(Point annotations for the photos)
>> begin

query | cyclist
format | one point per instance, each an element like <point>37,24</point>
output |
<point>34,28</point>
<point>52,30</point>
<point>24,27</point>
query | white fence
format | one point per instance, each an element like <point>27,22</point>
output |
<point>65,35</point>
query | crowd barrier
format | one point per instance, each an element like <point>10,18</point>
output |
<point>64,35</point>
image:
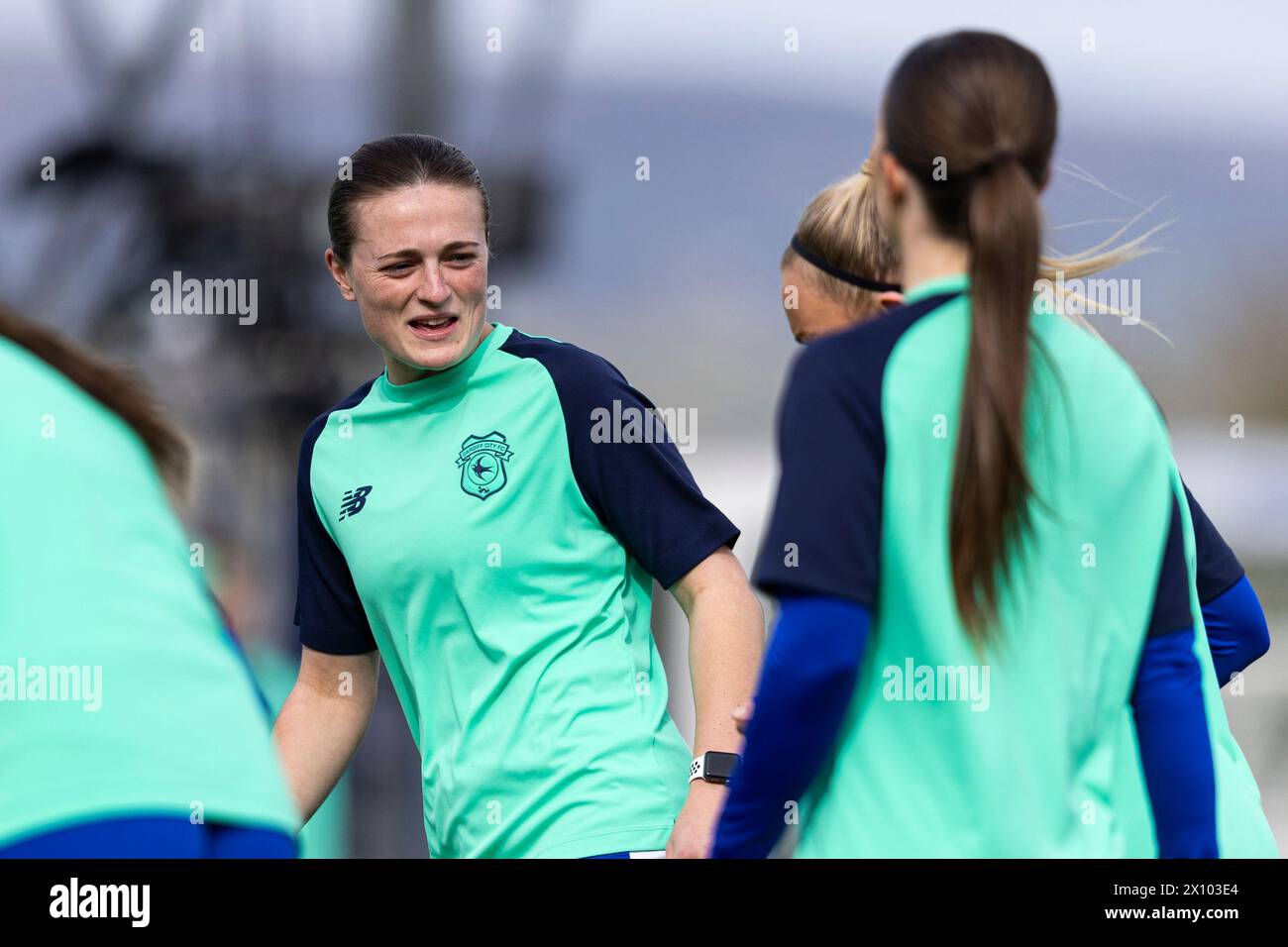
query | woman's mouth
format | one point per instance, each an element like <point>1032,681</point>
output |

>> end

The task -> Copy all of the records above word for word, leaving out the pictures.

Response to this exercise ->
query | cyclist
format | one point per instance, each an element like <point>37,24</point>
output |
<point>34,28</point>
<point>52,30</point>
<point>24,27</point>
query | white fence
format | one point per instance, each an element like <point>27,22</point>
output |
<point>65,35</point>
query | crowd barrier
format | one point per instance, each an element like <point>10,18</point>
output |
<point>64,35</point>
image:
query | woman's mouth
format | one point per instance, each an element like <point>1032,681</point>
output |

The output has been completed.